Pull out every line of the material below that contains the word "distant", matching case exactly.

--- begin ---

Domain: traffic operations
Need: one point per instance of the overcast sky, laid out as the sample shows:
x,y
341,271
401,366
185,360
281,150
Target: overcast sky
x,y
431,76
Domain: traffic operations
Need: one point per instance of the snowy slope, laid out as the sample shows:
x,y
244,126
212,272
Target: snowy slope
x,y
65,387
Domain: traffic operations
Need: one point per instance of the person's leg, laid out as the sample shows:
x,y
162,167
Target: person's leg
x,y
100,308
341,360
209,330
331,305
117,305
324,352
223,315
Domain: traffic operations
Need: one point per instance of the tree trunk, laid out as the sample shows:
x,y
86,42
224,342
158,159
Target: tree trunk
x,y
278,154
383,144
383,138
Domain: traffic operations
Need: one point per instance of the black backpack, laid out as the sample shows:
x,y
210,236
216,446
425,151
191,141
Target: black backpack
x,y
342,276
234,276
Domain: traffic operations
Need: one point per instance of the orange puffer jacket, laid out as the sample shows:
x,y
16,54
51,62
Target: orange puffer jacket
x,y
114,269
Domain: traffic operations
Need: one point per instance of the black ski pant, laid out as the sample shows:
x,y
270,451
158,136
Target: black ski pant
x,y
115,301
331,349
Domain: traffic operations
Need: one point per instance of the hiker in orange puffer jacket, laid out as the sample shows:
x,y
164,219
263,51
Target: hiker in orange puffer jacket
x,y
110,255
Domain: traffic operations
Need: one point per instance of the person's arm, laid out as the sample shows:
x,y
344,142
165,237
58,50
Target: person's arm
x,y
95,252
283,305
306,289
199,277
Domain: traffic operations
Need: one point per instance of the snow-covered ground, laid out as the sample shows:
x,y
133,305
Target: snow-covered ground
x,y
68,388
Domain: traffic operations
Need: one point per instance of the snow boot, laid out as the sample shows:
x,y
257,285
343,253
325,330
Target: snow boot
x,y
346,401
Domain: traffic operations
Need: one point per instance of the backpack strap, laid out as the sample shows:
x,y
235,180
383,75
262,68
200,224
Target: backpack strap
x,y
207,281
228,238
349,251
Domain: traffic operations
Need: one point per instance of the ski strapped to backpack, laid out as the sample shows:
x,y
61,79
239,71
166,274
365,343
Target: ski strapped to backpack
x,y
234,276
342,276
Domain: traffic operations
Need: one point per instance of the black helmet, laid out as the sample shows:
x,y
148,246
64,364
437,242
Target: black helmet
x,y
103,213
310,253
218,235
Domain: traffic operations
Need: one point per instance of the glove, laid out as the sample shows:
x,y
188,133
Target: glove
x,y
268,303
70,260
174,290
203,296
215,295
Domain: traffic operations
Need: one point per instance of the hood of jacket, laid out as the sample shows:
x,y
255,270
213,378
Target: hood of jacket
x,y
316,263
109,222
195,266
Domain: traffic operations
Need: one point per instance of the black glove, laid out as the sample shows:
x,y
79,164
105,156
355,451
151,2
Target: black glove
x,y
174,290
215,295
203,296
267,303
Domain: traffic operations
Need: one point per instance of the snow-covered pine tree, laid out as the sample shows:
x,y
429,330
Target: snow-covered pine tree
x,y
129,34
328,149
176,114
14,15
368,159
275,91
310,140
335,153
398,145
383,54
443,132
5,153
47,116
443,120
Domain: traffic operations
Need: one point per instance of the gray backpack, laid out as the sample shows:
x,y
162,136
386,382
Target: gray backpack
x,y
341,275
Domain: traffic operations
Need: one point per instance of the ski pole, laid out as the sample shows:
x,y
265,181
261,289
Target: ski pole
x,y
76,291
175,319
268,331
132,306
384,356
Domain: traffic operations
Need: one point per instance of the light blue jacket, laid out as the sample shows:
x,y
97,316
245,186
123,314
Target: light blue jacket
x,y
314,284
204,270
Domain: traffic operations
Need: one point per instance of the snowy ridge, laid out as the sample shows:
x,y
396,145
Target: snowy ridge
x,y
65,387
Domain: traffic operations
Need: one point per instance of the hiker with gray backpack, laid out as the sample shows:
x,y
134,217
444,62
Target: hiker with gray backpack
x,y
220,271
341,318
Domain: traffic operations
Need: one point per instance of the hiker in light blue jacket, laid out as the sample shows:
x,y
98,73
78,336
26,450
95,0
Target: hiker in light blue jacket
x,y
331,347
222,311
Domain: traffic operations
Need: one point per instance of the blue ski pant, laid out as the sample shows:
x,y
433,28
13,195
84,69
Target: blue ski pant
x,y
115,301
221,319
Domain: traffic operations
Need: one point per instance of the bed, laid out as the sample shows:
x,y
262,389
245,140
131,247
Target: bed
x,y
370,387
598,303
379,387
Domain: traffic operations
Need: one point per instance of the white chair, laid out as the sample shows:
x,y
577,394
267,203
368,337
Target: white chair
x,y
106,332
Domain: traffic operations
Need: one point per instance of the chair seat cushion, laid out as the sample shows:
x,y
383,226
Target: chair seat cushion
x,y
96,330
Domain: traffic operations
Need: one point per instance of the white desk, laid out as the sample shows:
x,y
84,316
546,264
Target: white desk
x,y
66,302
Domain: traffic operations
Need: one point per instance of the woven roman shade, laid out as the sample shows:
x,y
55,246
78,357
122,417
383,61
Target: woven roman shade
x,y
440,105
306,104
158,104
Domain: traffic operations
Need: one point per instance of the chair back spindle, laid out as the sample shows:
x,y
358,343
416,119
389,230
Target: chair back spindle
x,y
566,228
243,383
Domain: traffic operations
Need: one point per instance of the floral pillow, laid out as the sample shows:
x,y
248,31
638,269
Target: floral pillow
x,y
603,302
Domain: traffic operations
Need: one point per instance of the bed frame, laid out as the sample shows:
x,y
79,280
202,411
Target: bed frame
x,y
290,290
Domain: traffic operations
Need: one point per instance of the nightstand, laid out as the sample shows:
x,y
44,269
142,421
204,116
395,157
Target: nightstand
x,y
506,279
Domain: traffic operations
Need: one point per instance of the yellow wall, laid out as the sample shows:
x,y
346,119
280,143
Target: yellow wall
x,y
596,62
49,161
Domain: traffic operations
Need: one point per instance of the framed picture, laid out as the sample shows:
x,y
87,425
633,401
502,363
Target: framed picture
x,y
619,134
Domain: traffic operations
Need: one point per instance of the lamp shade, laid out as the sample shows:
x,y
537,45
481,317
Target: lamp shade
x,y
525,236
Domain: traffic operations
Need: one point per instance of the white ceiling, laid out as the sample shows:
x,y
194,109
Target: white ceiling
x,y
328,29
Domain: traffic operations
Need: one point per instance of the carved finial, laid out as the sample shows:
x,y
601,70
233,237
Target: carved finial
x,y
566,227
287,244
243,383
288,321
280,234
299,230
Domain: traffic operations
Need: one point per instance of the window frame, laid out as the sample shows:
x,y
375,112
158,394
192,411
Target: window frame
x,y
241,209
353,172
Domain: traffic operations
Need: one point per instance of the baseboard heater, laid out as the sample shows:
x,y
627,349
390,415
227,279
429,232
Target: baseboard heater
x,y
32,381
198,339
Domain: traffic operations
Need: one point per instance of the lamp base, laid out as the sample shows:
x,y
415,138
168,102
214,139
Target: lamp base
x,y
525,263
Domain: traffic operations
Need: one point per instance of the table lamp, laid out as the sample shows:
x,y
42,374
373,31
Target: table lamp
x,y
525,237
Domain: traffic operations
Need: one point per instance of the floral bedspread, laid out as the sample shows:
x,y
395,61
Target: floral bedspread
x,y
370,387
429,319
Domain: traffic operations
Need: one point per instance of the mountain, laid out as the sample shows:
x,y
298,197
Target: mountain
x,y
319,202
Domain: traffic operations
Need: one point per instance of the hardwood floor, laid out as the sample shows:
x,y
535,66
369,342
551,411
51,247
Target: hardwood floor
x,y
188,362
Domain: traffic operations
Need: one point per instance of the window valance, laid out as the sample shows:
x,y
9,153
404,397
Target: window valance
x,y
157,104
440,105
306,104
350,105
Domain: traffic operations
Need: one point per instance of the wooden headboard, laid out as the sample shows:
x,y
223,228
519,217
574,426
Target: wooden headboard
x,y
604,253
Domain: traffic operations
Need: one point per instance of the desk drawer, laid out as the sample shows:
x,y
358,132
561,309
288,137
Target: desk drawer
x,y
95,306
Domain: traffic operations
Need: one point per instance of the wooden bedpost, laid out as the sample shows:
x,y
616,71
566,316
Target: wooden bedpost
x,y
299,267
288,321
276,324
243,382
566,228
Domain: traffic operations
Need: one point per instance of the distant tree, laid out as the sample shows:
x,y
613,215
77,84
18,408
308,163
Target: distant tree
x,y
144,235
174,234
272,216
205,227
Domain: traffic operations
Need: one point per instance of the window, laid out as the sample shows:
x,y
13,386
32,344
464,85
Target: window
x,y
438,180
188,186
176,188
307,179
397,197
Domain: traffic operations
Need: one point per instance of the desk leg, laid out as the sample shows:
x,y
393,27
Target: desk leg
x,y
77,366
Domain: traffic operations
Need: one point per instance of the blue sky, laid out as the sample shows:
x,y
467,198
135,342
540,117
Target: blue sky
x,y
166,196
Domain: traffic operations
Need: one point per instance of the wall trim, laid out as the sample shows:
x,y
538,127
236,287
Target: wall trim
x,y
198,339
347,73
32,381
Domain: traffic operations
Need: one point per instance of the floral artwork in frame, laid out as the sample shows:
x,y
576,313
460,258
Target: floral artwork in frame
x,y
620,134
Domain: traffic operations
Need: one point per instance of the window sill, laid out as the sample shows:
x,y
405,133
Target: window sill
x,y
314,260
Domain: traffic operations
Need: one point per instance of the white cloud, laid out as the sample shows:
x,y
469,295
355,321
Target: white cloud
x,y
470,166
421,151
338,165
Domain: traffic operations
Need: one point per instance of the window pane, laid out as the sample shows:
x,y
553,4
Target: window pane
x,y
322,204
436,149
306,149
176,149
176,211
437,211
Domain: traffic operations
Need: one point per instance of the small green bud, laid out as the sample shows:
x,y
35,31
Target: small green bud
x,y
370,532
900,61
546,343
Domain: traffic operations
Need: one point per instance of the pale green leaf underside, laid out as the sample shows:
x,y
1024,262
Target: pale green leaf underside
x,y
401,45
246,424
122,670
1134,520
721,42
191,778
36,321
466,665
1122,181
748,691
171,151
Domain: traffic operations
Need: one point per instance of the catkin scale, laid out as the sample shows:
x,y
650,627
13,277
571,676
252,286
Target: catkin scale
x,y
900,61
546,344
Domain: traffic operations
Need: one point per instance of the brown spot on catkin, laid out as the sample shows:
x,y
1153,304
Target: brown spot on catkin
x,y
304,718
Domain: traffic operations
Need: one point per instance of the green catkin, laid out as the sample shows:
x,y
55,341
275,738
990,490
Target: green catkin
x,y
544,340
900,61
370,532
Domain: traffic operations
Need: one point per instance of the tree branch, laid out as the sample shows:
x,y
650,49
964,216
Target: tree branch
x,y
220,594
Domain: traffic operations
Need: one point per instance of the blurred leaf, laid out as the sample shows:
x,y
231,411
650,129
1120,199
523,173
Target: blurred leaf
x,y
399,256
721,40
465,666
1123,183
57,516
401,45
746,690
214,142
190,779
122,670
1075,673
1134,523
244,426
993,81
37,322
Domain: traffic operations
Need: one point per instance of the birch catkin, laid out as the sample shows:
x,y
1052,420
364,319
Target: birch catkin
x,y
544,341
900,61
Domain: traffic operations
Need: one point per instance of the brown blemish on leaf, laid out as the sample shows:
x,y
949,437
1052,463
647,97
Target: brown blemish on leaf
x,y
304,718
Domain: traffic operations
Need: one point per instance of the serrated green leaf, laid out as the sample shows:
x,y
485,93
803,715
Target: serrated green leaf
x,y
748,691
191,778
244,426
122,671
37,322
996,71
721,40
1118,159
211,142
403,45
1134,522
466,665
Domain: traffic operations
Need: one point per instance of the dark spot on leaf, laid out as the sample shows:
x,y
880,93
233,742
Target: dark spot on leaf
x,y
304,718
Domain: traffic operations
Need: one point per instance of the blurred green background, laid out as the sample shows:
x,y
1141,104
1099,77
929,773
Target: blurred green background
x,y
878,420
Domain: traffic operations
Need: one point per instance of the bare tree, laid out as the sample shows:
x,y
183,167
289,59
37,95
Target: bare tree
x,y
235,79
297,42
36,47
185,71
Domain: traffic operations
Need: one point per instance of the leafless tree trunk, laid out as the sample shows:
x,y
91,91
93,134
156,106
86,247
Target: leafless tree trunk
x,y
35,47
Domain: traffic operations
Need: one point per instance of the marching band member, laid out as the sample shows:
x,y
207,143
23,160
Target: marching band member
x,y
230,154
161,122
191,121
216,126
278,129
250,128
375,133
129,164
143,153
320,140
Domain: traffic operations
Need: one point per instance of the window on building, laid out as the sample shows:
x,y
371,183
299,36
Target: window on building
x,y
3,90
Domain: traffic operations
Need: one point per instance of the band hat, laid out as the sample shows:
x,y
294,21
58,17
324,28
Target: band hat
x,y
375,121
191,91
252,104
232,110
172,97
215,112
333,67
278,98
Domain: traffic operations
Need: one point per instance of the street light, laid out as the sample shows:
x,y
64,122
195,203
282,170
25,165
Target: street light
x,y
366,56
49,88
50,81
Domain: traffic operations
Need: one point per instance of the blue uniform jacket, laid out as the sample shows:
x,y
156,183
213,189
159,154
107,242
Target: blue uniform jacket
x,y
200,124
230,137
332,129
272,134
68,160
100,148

--- end ---

• **Answer for this exercise**:
Need: one point per instance of the distant tree, laid out as the sample shows:
Target: distant tree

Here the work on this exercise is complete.